**What the task requires**. Reproduce each of the following records word for word, with every line in its original order.

**Records shown**.
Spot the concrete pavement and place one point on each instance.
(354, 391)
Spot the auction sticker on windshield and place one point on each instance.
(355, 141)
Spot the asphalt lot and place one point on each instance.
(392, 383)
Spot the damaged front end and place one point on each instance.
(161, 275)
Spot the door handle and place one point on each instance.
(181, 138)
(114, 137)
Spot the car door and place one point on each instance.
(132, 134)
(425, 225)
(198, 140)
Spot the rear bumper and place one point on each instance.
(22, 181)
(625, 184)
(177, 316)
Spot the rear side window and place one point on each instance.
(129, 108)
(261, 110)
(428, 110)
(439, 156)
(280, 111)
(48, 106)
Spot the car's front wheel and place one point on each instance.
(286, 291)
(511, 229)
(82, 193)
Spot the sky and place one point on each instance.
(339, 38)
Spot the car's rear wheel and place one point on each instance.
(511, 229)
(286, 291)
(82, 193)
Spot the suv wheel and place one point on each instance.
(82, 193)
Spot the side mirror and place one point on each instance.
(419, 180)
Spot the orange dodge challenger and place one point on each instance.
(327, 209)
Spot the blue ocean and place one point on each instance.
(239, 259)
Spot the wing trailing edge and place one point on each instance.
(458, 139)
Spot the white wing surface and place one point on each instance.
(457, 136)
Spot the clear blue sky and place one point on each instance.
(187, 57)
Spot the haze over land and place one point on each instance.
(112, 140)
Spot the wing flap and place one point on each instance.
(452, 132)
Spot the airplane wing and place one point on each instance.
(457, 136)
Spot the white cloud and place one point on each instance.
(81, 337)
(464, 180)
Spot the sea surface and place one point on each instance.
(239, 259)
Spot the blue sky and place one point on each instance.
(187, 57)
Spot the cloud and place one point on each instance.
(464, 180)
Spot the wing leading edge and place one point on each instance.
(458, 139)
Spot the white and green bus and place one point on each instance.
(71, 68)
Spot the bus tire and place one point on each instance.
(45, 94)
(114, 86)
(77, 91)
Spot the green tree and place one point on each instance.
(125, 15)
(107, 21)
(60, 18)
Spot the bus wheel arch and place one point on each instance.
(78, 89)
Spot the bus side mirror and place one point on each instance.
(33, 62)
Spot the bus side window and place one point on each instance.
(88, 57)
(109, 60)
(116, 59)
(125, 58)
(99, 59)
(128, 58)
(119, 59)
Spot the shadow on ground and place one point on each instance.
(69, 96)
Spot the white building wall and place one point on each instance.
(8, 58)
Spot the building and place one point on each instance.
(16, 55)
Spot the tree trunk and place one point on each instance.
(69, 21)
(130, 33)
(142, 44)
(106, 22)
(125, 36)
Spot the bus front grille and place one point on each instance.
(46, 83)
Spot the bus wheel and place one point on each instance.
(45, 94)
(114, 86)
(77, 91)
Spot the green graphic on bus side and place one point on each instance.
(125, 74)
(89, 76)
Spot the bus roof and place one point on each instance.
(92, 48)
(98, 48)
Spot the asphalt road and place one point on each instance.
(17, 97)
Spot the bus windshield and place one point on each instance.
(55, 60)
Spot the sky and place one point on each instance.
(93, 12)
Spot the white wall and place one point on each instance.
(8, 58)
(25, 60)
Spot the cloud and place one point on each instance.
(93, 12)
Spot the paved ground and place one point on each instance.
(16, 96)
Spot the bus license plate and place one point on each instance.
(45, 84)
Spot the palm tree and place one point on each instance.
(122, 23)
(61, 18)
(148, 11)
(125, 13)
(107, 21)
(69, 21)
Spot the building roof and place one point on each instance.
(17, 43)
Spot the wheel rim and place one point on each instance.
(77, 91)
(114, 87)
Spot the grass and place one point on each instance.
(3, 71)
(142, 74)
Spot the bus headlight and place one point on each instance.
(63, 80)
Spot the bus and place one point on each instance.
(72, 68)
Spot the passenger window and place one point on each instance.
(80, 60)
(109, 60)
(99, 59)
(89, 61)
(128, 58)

**Result of the exercise**.
Spot the concrete pavement and place one point on each instance.
(354, 391)
Spot the auction sticker on windshield and place one point on each instance.
(355, 141)
Spot the asphalt lot and place one point on each instance.
(392, 383)
Spot the damaged front end and place one point on each instance.
(161, 275)
Spot the door handle and place one point on each instance.
(181, 138)
(114, 137)
Spot the car door and place one point on each instance.
(132, 134)
(425, 225)
(198, 140)
Spot the rear bumper and place one point on each instance.
(22, 181)
(625, 184)
(177, 316)
Spot the rear side window and place one point on each instance.
(129, 108)
(261, 110)
(428, 110)
(439, 156)
(280, 111)
(48, 106)
Spot the car's front wheel and place one point on each instance.
(286, 291)
(511, 229)
(82, 193)
Spot the sky and place one point on each instance.
(339, 38)
Spot the car's rear wheel and place one point on each instance.
(511, 229)
(286, 291)
(82, 193)
Spot the suv wheel and place one point on each instance.
(82, 193)
Spot the side mirror and place one point on each instance.
(419, 180)
Spot the orange dodge challenger and place one point on each instance.
(327, 209)
Spot the blue ocean and place one point on each instance.
(239, 259)
Spot the wing trailing edge and place one point on each instance.
(458, 139)
Spot the white wing surface and place one point on each instance.
(457, 136)
Spot the clear blue sky and place one point on each instance.
(187, 57)
Spot the haze over land and place one point on each instance.
(112, 140)
Spot the wing flap and place one point on each instance.
(452, 132)
Spot the airplane wing and place one point on each instance.
(457, 136)
Spot the white cloud and place one point on each instance.
(81, 337)
(464, 180)
Spot the sea surface and place one point on each instance.
(239, 259)
Spot the blue sky and place one point on each instance.
(187, 57)
Spot the cloud and place one point on each instance.
(464, 180)
Spot the wing leading edge and place one point on each instance.
(458, 139)
Spot the white and green bus and place one point on each instance.
(71, 68)
Spot the bus tire and place one point on each instance.
(45, 94)
(114, 86)
(77, 91)
Spot the green tree and place one point on each instance.
(125, 15)
(107, 21)
(60, 18)
Spot the bus wheel arch and place one point on each instance.
(78, 89)
Spot the bus side mirror and place one point on each instance.
(33, 62)
Spot the bus side window and place one point on each instance.
(88, 57)
(109, 60)
(116, 59)
(125, 58)
(99, 59)
(128, 58)
(119, 59)
Spot the shadow on ground and place one point on each instance.
(69, 96)
Spot the white building wall and place one point on each instance.
(8, 58)
Spot the building and place one point on each instance.
(16, 55)
Spot the tree trunk and place one point on each instance.
(69, 21)
(130, 33)
(142, 44)
(106, 22)
(125, 36)
Spot the bus front grille and place one point on each instance.
(46, 83)
Spot the bus wheel and place one point on each instance.
(45, 94)
(114, 86)
(77, 91)
Spot the green graphic on bus side and place one point on each instance.
(125, 74)
(89, 76)
Spot the bus roof and place one point on each instance.
(92, 48)
(98, 48)
Spot the asphalt road and place one point on each instance.
(17, 97)
Spot the bus windshield and place one point on each instance.
(55, 60)
Spot the sky and place one point on each instance.
(93, 12)
Spot the white wall and place one point on each instance.
(8, 58)
(25, 60)
Spot the cloud and place one point on each instance.
(93, 12)
Spot the paved ground and place one point on each instance.
(16, 96)
Spot the bus license plate and place one point on each instance.
(45, 84)
Spot the palm tree and place one point on each instance.
(122, 23)
(61, 18)
(148, 11)
(125, 13)
(107, 21)
(69, 21)
Spot the building roof and place one point on each instance.
(17, 43)
Spot the wheel rim and place one point on each instance.
(77, 91)
(114, 87)
Spot the grass and place one point on each instance.
(3, 71)
(142, 74)
Spot the bus headlight and place one point on each instance.
(63, 80)
Spot the bus and place one point on each instance.
(72, 68)
Spot the passenger window and place one point on each instance.
(80, 60)
(109, 60)
(99, 59)
(89, 61)
(128, 58)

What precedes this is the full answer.